Posted by John Charmley in Anglicanism, Catholic Tradition, Faith

≈ 16 Comments

Tags

Charles king and martyr, Little Gidding, Palm Sunday, TS Eliot

 

DSC02163

In Little Gidding, Eliot describes the way in which the “brief sun flames the ice, on ponds and ditches, /in windless cold that is the heart’s heat/ reflecting in a watery mirror/ A glare that is blindness in the early afternoon.” The season is “midwinter spring,” one well-known to Englishmen and women, where time is suspended “between pole and tropic.” But the poet is also referring to something else with which we are all familiar – that spiritual lukewarmness from which many of us suffer

Yesterday we considered our deafness to God; today I want to consider our blindness. In this time of trial how many of us have our eyes focussed on the news, and on each other? There is, at least to me, something shocking in the rush so many make to judgment. From the policeman telling people sitting in the park that they cannot do so, to those people themselves, congregating in numbers which rightly give cause for concern, from the person doing his or her best to comply with regulations thinly sketched, to those twitching their curtains and reporting their neighbours for going out “uneccessarily.” The cry to close down open spaces is easily made by thosen notn occupying small apartments with young children. All around we can see a rush to judgment.

[WRITTEN TASK 1]
In the post on Eliot and spiritual blindness, what season does the poet name?
[WRITTEN TASK 2]
Carry the post on Eliot and spiritual blindness forward from its final sentence, in the same reflective voice.

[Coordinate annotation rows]
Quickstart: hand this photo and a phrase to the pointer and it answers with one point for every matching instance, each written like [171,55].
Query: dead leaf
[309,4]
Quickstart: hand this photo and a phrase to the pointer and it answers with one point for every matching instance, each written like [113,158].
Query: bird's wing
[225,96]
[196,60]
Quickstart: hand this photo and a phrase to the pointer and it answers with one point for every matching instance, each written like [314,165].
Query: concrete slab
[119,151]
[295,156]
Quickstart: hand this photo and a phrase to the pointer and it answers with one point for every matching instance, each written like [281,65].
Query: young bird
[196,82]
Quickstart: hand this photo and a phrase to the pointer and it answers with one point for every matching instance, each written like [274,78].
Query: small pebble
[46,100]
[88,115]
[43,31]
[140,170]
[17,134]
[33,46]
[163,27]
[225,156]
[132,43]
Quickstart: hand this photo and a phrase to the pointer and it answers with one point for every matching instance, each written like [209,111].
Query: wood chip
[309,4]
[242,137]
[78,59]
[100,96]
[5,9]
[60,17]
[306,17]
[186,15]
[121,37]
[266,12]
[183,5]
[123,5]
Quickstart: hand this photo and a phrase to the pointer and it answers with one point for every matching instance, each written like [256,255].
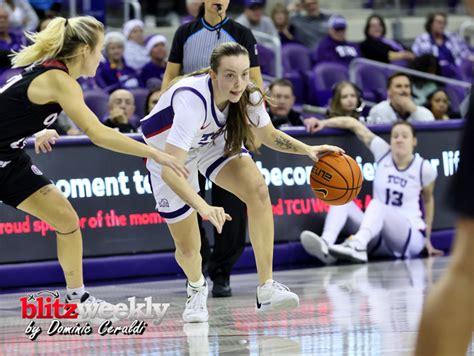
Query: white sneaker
[196,305]
[350,250]
[89,304]
[316,246]
[275,296]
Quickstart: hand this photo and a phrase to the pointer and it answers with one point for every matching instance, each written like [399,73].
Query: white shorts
[209,160]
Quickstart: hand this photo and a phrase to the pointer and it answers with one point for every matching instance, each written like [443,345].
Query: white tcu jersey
[187,117]
[401,189]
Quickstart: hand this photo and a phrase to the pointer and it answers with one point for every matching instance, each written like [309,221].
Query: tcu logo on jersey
[50,119]
[206,138]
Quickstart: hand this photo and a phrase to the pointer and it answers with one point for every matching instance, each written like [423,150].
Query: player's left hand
[316,152]
[44,141]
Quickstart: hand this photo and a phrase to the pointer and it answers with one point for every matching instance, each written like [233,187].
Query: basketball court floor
[368,309]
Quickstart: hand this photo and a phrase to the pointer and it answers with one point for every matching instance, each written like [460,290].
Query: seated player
[393,224]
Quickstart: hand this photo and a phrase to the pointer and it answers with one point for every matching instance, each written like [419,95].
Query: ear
[87,50]
[212,74]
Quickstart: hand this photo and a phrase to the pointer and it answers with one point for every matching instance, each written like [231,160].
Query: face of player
[231,79]
[92,57]
[283,98]
[211,6]
[438,26]
[153,100]
[399,86]
[114,52]
[123,100]
[402,141]
[348,98]
[439,104]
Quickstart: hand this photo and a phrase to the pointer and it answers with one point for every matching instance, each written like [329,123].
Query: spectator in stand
[22,15]
[255,19]
[121,111]
[380,48]
[151,100]
[192,7]
[399,105]
[448,47]
[421,88]
[280,107]
[334,47]
[438,103]
[281,21]
[135,53]
[156,48]
[114,73]
[311,28]
[346,101]
[9,40]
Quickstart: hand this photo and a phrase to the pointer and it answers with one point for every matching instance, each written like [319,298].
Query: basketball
[336,179]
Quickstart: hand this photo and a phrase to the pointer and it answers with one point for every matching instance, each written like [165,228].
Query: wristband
[40,133]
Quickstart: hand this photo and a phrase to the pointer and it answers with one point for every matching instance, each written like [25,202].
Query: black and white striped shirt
[193,42]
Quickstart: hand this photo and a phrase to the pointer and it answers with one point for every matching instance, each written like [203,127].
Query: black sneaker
[221,287]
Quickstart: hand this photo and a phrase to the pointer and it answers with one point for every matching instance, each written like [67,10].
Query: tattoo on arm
[284,144]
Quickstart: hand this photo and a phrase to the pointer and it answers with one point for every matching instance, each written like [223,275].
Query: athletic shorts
[208,160]
[461,193]
[19,178]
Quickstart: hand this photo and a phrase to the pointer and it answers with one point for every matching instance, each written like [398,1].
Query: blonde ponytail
[59,40]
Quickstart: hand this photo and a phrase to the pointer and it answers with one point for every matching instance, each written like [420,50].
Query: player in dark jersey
[30,102]
[447,323]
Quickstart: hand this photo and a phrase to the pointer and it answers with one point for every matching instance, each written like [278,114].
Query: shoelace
[197,300]
[280,286]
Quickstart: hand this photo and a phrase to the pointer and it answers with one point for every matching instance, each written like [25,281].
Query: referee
[192,46]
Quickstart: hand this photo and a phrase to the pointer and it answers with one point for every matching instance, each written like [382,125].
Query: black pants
[229,245]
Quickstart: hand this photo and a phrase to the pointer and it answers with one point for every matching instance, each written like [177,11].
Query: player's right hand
[216,215]
[170,161]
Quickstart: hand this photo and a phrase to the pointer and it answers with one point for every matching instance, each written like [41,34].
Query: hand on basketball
[316,152]
[170,161]
[216,215]
[44,140]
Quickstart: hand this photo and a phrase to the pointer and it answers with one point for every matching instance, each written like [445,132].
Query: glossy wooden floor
[345,310]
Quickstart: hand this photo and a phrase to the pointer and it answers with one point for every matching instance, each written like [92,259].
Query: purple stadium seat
[372,81]
[322,79]
[456,95]
[266,58]
[8,74]
[140,95]
[297,68]
[97,100]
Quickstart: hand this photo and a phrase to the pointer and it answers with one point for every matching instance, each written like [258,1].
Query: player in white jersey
[203,121]
[393,224]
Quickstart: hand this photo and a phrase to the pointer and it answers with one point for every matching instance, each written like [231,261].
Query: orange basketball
[336,179]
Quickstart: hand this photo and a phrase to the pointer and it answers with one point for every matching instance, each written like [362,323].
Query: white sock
[198,284]
[76,293]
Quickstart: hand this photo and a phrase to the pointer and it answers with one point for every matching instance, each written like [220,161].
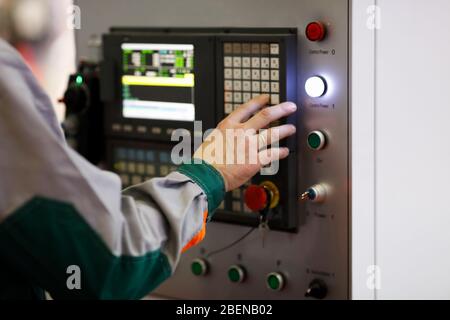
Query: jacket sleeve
[66,226]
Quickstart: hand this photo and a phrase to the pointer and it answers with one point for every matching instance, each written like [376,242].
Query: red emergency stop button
[316,31]
[256,198]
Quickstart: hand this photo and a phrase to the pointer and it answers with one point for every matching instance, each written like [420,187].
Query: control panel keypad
[250,69]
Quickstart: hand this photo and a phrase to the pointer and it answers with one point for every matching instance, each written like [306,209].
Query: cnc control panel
[155,80]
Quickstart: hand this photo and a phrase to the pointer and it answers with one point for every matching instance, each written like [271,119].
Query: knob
[315,31]
[199,267]
[316,140]
[317,289]
[316,193]
[275,281]
[263,196]
[236,274]
[316,86]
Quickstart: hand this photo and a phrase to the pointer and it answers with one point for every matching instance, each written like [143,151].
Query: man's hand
[238,148]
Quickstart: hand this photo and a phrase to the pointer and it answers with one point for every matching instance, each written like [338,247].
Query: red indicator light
[316,31]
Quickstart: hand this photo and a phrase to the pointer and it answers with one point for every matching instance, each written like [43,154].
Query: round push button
[199,267]
[315,31]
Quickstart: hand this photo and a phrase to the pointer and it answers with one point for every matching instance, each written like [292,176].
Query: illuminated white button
[315,87]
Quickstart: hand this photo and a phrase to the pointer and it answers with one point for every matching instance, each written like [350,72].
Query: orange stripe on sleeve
[199,236]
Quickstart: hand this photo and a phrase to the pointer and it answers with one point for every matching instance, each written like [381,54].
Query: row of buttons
[251,48]
[249,86]
[251,62]
[251,74]
[127,128]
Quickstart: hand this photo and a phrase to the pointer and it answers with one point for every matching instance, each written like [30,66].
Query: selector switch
[317,140]
[199,267]
[316,193]
[236,274]
[275,281]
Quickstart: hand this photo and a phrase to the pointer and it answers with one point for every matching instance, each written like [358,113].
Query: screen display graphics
[158,81]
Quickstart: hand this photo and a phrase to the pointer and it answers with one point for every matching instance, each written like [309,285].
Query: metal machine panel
[320,249]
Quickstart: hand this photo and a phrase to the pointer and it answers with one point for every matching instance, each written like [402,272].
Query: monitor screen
[158,81]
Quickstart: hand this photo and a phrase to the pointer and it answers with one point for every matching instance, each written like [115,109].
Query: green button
[275,281]
[199,267]
[236,274]
[316,140]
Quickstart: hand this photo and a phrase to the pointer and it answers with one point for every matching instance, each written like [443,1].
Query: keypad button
[228,97]
[131,167]
[237,73]
[125,179]
[228,85]
[236,206]
[265,63]
[237,85]
[274,63]
[256,62]
[274,49]
[265,48]
[237,97]
[136,179]
[164,170]
[256,74]
[237,62]
[246,62]
[246,74]
[236,193]
[228,62]
[274,75]
[275,99]
[247,86]
[151,170]
[274,87]
[228,73]
[228,108]
[140,168]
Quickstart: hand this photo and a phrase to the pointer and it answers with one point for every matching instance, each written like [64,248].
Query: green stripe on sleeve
[209,179]
[44,237]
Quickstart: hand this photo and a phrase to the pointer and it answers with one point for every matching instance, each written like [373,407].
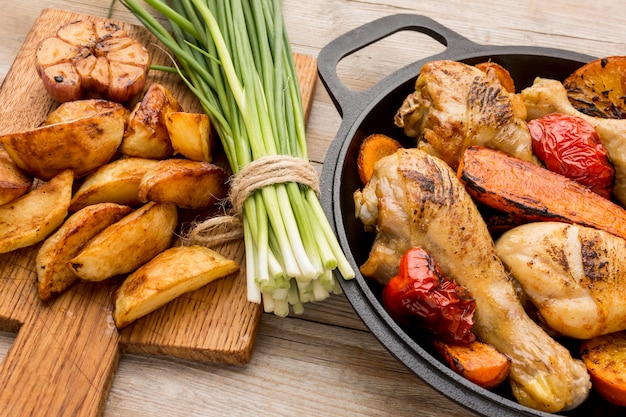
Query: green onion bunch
[236,58]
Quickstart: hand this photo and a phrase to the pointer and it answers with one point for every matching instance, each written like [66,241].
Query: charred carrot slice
[522,188]
[478,362]
[605,358]
[373,148]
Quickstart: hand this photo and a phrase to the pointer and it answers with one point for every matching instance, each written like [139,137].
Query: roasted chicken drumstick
[415,199]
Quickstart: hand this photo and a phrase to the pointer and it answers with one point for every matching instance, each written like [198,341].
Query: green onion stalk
[235,56]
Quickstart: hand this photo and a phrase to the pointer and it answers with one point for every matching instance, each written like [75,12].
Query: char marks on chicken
[456,105]
[415,199]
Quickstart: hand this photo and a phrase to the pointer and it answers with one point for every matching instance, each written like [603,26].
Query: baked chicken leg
[478,110]
[574,275]
[415,199]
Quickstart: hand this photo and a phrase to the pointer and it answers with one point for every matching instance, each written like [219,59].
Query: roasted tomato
[420,295]
[570,146]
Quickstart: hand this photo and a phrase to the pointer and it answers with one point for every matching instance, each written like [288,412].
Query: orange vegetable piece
[478,362]
[373,148]
[605,358]
[533,193]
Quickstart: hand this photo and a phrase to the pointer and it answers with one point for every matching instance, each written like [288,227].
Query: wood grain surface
[70,344]
[325,361]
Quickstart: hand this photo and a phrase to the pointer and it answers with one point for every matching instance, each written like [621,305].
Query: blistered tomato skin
[421,295]
[570,146]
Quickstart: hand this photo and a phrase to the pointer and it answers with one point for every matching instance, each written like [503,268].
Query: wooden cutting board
[66,351]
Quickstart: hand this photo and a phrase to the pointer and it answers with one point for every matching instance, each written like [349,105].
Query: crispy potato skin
[13,181]
[32,217]
[82,144]
[188,184]
[146,135]
[53,276]
[191,135]
[127,244]
[173,272]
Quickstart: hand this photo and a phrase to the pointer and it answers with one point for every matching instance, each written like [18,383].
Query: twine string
[259,173]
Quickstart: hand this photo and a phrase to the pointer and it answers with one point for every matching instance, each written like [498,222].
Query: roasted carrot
[503,75]
[605,358]
[478,362]
[533,193]
[373,148]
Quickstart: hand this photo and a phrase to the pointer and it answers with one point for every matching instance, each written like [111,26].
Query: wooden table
[325,361]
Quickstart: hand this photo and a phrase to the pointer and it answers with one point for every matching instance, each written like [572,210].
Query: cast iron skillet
[372,111]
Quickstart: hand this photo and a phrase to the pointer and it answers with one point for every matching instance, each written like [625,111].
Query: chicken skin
[575,276]
[477,111]
[415,199]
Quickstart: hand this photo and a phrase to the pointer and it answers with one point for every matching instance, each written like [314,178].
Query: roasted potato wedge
[146,135]
[191,135]
[115,182]
[32,217]
[174,272]
[13,181]
[53,275]
[78,109]
[188,184]
[81,145]
[127,244]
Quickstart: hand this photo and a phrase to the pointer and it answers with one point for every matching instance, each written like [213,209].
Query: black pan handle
[371,32]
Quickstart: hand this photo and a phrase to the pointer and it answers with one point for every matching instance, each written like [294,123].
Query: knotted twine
[259,173]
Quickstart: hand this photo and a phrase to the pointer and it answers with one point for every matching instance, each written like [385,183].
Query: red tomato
[570,146]
[421,295]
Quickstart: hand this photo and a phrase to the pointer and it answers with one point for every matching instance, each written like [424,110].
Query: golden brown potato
[174,272]
[13,181]
[32,217]
[191,135]
[188,184]
[53,275]
[127,244]
[146,135]
[81,145]
[78,109]
[115,182]
[86,59]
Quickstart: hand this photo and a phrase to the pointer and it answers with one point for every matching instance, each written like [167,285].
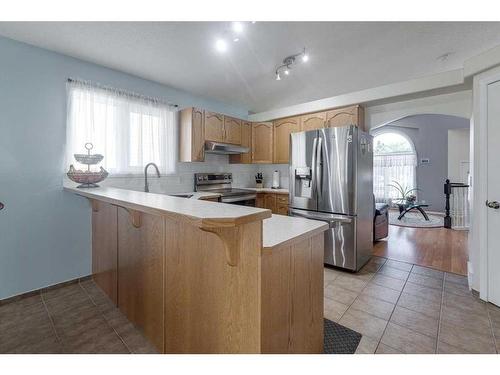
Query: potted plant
[406,194]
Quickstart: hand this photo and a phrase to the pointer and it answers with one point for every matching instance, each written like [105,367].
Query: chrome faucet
[146,186]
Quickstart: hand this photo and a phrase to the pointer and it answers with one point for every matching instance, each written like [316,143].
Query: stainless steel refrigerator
[331,180]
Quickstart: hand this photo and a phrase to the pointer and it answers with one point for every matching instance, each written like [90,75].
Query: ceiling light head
[237,27]
[221,45]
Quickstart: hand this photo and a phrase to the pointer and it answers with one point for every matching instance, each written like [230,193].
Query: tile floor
[403,308]
[75,318]
[397,307]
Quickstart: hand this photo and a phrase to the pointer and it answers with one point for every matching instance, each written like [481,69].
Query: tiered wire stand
[88,178]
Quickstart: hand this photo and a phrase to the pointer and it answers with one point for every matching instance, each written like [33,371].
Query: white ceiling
[344,56]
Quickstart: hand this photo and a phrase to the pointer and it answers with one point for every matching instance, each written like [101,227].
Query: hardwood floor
[439,248]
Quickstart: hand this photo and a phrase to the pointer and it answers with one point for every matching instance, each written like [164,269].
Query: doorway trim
[479,167]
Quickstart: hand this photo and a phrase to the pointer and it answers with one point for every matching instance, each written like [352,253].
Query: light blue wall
[45,232]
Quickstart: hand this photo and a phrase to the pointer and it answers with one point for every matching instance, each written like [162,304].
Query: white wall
[458,154]
[455,104]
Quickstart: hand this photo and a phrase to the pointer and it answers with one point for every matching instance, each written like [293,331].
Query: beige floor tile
[428,272]
[420,305]
[334,310]
[330,275]
[377,260]
[389,282]
[444,348]
[479,323]
[408,341]
[393,272]
[340,294]
[367,346]
[415,321]
[399,265]
[458,279]
[428,281]
[363,323]
[423,291]
[373,306]
[469,304]
[350,283]
[465,339]
[459,289]
[380,292]
[385,349]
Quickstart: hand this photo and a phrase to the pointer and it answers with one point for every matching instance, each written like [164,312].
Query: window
[394,160]
[130,131]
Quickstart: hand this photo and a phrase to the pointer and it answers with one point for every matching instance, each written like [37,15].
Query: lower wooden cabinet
[277,203]
[141,241]
[105,248]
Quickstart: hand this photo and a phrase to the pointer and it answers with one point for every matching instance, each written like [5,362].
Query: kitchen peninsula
[203,277]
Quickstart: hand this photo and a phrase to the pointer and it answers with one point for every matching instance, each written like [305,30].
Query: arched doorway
[394,162]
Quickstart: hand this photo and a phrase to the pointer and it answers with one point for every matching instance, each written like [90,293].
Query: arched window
[394,159]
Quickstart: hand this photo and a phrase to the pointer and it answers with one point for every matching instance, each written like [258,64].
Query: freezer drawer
[340,239]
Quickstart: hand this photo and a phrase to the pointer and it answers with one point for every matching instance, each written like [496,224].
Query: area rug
[339,339]
[415,219]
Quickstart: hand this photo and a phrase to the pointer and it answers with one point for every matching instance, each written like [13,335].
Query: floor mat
[339,339]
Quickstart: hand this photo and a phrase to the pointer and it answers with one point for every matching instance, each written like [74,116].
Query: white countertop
[198,195]
[278,230]
[281,230]
[265,190]
[205,213]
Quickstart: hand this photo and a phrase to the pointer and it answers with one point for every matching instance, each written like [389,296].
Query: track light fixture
[289,62]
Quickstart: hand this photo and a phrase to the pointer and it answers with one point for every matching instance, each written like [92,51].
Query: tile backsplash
[183,180]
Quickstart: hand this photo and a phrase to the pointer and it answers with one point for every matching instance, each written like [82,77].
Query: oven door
[241,200]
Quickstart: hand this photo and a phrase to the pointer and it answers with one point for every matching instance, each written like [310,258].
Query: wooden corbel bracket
[232,239]
[135,217]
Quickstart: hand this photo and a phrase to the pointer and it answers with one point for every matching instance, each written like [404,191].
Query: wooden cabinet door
[353,115]
[313,121]
[270,202]
[282,130]
[105,248]
[214,127]
[260,201]
[262,143]
[232,130]
[141,271]
[246,141]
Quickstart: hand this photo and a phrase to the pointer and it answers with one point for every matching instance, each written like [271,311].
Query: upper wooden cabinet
[262,143]
[282,130]
[232,130]
[353,115]
[246,141]
[214,126]
[192,135]
[312,121]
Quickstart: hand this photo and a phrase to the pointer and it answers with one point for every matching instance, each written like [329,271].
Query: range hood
[224,148]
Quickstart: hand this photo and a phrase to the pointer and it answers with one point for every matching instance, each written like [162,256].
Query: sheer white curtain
[389,168]
[129,130]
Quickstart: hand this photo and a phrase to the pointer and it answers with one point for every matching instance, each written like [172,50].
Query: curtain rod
[124,92]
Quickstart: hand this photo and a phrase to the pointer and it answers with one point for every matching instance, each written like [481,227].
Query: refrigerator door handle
[319,171]
[313,165]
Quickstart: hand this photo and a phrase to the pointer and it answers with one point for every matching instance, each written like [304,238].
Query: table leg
[423,213]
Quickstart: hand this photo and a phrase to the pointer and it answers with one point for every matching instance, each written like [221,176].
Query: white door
[493,192]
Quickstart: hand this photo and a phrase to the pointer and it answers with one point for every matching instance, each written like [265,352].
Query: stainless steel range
[222,183]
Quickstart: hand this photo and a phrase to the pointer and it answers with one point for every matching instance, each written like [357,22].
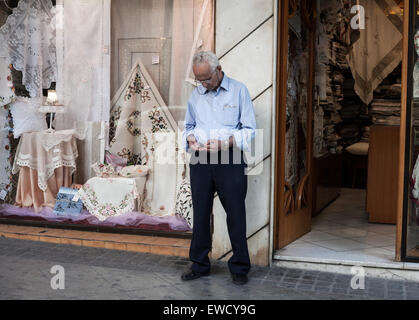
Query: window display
[123,66]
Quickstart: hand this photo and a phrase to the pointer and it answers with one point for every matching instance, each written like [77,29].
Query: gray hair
[206,56]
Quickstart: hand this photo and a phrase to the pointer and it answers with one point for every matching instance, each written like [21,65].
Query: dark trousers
[230,182]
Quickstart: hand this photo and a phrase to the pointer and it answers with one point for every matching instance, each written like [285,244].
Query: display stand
[51,109]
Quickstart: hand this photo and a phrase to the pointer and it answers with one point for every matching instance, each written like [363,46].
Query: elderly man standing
[219,124]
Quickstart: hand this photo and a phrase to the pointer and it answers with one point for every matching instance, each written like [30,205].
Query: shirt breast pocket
[230,115]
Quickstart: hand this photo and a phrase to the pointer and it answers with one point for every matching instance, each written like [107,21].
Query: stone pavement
[95,273]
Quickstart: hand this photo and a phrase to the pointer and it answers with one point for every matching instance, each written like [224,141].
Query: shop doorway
[349,141]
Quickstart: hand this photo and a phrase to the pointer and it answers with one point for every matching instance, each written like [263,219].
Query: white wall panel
[230,30]
[250,61]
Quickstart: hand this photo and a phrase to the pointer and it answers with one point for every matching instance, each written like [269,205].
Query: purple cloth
[131,219]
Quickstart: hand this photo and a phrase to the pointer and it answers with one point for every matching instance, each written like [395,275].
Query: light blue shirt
[220,114]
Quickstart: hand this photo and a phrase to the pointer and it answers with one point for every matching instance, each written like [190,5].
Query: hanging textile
[141,127]
[379,49]
[28,39]
[83,61]
[416,69]
[6,96]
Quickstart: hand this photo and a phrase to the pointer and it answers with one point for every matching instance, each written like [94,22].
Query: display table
[45,162]
[110,197]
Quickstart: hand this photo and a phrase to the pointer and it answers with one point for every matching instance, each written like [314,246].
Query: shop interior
[46,147]
[355,135]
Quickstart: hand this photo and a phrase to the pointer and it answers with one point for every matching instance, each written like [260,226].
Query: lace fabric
[32,153]
[108,197]
[28,39]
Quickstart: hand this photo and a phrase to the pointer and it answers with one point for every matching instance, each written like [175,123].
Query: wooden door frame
[405,161]
[280,105]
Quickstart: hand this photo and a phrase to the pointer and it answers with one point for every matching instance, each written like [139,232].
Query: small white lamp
[51,106]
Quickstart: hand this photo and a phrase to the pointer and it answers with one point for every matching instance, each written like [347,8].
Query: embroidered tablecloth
[110,197]
[46,151]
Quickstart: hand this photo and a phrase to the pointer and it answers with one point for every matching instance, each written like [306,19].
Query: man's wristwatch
[226,144]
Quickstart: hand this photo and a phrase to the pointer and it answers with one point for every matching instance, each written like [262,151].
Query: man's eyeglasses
[207,81]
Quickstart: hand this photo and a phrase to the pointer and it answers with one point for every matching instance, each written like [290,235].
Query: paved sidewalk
[95,273]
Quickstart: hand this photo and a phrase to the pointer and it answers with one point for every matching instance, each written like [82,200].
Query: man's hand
[193,143]
[214,145]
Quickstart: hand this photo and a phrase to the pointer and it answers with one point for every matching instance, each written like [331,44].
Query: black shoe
[192,275]
[239,279]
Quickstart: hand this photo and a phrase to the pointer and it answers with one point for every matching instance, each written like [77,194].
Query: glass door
[410,228]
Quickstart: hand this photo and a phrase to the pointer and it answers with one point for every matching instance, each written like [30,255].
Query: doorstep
[391,270]
[138,243]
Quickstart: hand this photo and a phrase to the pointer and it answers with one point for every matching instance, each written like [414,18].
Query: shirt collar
[225,84]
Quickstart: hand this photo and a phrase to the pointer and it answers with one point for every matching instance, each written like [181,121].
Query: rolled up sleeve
[190,124]
[246,133]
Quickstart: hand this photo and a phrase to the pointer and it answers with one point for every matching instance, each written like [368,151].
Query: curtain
[83,61]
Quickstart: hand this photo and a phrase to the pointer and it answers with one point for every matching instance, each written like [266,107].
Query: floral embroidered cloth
[108,197]
[379,49]
[45,152]
[143,131]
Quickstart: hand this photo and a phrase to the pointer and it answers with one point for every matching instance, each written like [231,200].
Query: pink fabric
[29,194]
[135,220]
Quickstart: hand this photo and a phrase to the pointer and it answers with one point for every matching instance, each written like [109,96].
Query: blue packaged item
[64,204]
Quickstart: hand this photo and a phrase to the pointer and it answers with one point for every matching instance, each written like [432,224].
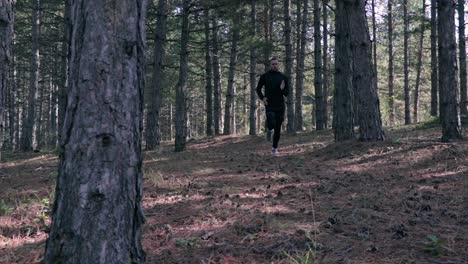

[EXERCISE OUTPUT 1]
Midwinter spring.

[EXERCISE OUTPUT 2]
We are not told that God is mercy or judgment, we are told that He is “love.”  Indeed, St Johngoes as far as saying that the identifying feature of the Christian is the love we have for each other. This is sometimes interpreted as meaning that Christians have love for other Christians, but frankly, even if one accepts this narrower definition, we have to ask how many of us would be found guilty if such love were a crime; would there be enough evidence against us? There would if it were a matter of our rush to judgement; there would if it were a mater of preferring our own view to those of others; there would if it were a matter of virtue-signalling (at least in our own judgement of virtue. Yet, as Eliot reminds us, the “heart’s heat” is “windless cold.” It is that “glare” which blinds us.

We see not through agape, that love God has for all His creation, but through our own eyes. Little Gidding was where the proud Stuart, King Charles I, fled after his defeat at Naseby by the Puritans. It was, for him, a moment of humiliation to which a mixture of stubborn pride and principal had brought him. It was significant that he retreated to the religious community at Little Gidding.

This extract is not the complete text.